Start of Input for this task

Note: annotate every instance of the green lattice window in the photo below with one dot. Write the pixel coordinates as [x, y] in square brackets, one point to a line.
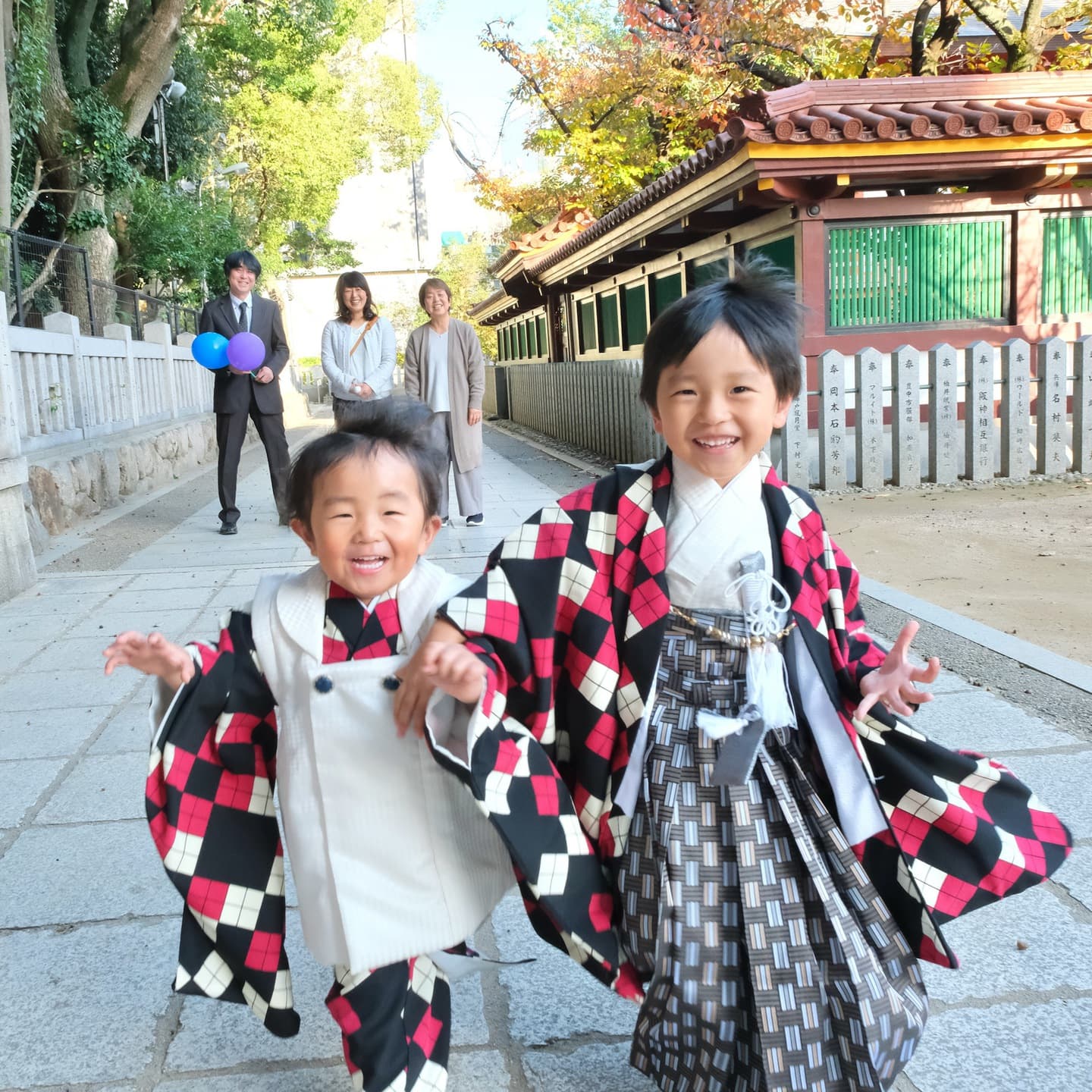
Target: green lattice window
[608, 320]
[588, 341]
[635, 314]
[898, 275]
[1067, 265]
[664, 290]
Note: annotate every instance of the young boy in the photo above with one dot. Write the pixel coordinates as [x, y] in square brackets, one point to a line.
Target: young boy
[754, 839]
[390, 855]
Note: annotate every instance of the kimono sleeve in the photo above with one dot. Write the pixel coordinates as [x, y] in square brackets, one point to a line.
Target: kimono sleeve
[209, 799]
[530, 617]
[863, 652]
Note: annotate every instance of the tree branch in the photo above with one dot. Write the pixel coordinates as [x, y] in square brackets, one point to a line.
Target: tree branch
[997, 20]
[501, 49]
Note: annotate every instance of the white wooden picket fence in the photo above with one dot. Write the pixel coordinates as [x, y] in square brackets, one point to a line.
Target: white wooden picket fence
[69, 388]
[906, 416]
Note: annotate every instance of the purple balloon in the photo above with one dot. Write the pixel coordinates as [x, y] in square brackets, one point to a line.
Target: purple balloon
[246, 350]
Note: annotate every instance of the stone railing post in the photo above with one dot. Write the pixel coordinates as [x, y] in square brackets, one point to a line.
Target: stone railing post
[1082, 404]
[869, 431]
[83, 416]
[119, 331]
[943, 415]
[1051, 419]
[833, 421]
[978, 412]
[17, 570]
[906, 416]
[159, 333]
[1015, 407]
[794, 436]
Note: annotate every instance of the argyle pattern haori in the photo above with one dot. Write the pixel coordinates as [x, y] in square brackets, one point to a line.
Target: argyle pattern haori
[384, 1054]
[209, 799]
[569, 618]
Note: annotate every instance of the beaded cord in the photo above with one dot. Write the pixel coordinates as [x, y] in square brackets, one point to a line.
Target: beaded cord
[733, 640]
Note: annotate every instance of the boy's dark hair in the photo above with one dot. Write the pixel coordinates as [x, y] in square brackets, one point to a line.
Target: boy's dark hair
[397, 425]
[353, 280]
[432, 282]
[758, 305]
[245, 259]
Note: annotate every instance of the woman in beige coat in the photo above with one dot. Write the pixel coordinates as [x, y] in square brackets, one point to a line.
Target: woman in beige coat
[444, 369]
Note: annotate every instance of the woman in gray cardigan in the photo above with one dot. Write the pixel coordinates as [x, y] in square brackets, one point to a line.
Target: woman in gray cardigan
[444, 369]
[359, 350]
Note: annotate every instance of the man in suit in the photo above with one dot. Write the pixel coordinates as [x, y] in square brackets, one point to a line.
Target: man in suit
[238, 396]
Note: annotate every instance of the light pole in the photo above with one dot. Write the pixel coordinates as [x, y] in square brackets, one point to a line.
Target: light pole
[171, 92]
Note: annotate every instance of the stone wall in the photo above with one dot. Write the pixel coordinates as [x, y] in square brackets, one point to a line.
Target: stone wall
[66, 487]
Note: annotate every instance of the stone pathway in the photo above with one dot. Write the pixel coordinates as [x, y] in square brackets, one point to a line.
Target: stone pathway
[89, 922]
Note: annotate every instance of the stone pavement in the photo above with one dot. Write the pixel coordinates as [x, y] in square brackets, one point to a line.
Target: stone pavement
[89, 922]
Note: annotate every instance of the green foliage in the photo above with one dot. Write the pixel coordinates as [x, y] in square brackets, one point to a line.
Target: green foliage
[166, 235]
[101, 142]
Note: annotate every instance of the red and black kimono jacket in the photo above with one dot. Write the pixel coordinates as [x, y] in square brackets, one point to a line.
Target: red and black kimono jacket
[209, 799]
[569, 618]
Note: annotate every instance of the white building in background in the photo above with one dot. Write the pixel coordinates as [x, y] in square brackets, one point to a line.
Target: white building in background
[397, 222]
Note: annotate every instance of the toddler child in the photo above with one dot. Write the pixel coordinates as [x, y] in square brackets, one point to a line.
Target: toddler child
[392, 860]
[687, 742]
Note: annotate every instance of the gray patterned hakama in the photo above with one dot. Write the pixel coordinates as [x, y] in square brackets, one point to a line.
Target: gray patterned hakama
[772, 965]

End of Input for this task

(Task to complete) Copy exactly the lines from the one containing "Target: man in suit" through the last line of the records, both included, and nothing else.

(Written solution)
Target: man in suit
[238, 396]
Note: annotate every instance of the light pole in the photo above with one dot. Write the pixel coordinates as [x, y] in square brackets, one point to a line.
Target: light pole
[171, 92]
Note: annotate every instance of the stone wall in the photo above with one dot. Write the pixel coordinates as [x, y] in square brackets, one point to a line.
Target: stone wall
[66, 487]
Note: annotate every instance of the stone pathway in the photo above with one dot. Write the pixel coordinates as [x, y] in square brackets, one point to a line.
Target: stone pathway
[89, 922]
Note: annotate every instance of the stone pavement in the photo above with one dot. Write the pixel coordinates as [x, y] in square brackets, one point to a line.
Target: stone pavement
[89, 922]
Note: annotate every instance of the green foliage in the photo above with one dot. Write the pixel coordinates as [x, y] in square brackets, one point to a line.
Target: green foliage
[166, 235]
[101, 142]
Note: annotate every instance of the red and black kimono jacket in the photo above with one dot. Write the pixel coordinates as [x, y] in square brackets, one point to a line.
Target: red and black kimono jacket
[209, 799]
[569, 618]
Note: annotate every instance of the white building in background in the photo above with one dot. Write the pixel coordinates as [x, y] in square brackets, one point to a line.
Target: white building in background
[397, 222]
Note: annotate every instance of the toddler child in the photo above with one dot. Write the pixel coordinates as [x, y] in square brackets, one point to a line.
Target: toddler child
[392, 860]
[687, 742]
Note: annotate every instance of the gray patterned hakama in the photo above with one dot. Write the pixel coordinates as [x, y] in square brackets, one point to a line.
Target: gray patterned hakama
[772, 965]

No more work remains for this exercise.